------ Exercise text ------

CONSTRUCTING A LEGEND SINCE 1919
Eight Sox Blacken Baseball
The 1919 Chicago White Sox The infamous 1919 Chicago White Sox. Commissioner Landis banned eight member of the team (circled) for throwing the 1919 World Series.
     In 1919, a scandal rocked America's game. Eight members of the Chicago White Sox were accused of throwing the 1919 World Series. After careless errors and timely strikeouts piqued public suspicion that the series was fixed, Chuck Gandil, Claude "Lefty" Williams, Eddie Cicotte, Happy Felsch, Buck Weaver, Swede Risberg, Fred McMullin and the biggest baseball star in the Midwest, "Shoeless" Joe Jackson were tried in court. Although the courts found them innocent, the newly appointed Commissioner, Judge Kenesaw Mountain Landis, was not as lenient. The eight men were out of Major League Baseball.

     Before news broke that the World Series was fixed, baseball was more popular than ever. It was becoming more and more deeply embedded in America's popular lexicon. A "Home Run" meant success. If an idea "came out of left field," it came out of nowhere. If it was "off-base," it was incorrect. Baseball had become America's game. Baseball is "a clean, straight game, [which] summons to its presence everybody who enjoys clean, straight athletics," President William Howard Taft said in 1910.

------

Questions to answer ▸
**a.** Reproduce part of the passage on the 1919 White Sox scandal word for word, beginning at the words "In 1919, a scandal" and stopping after the words "Major League Baseball.".
**b.** Carry on the passage about the 1919 White Sox scandal, picking up right after its last sentence.

------ Exercise data ------

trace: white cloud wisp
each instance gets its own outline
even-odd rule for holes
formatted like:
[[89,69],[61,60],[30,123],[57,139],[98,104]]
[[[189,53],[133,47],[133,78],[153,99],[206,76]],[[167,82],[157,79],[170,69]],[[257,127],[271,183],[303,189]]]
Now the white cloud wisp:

------

Answer list ▸
**a.**
In 1919, a scandal rocked America's game. Eight members of the Chicago White Sox were accused of throwing the 1919 World Series. After careless errors and timely strikeouts piqued public suspicion that the series was fixed, Chuck Gandil, Claude "Lefty" Williams, Eddie Cicotte, Happy Felsch, Buck Weaver, Swede Risberg, Fred McMullin and the biggest baseball star in the Midwest, "Shoeless" Joe Jackson were tried in court. Although the courts found them innocent, the newly appointed Commissioner, Judge Kenesaw Mountain Landis, was not as lenient. The eight men were out of Major League Baseball.

**b.**
     But as the World War I stained the innocence of America, the Black Sox scandal shattered the innocence of America's Pastime. The scandal, however, was not unforeseeable given the strained relationship between many penny-pinching owners and their player. Throwing games was also not uncommon as the poorly paid players tried to make as much money as they could. Nonetheless, the news that the World Series left a cragged scar on the face of Baseball. F. Scott Fitzgerald wrote in The Great Gatsby that Arnold Rothstein, the gambler that set the fix, tampered with "the faith of fifty million people." Sportswriter Hugh Fullerton proposed in the The New York World that the World Series never be played again if owners wanted to preserve the sanctity of the game.

     Fans turned away from the game because they began to suspect corruptions in the past. According to The Sporting News, "the general effect is to wrinkle the noses of fans who will quit going to ball games if they get the impression that this sort of thing has been going on underground for years." Although Commissioner Landis tried his best to purge baseball of its corrupt elements, the damage had been done. Professional baseball committed virtual suicide once its life reached a new high. Only a hero could resuscitate the game from its deathbed.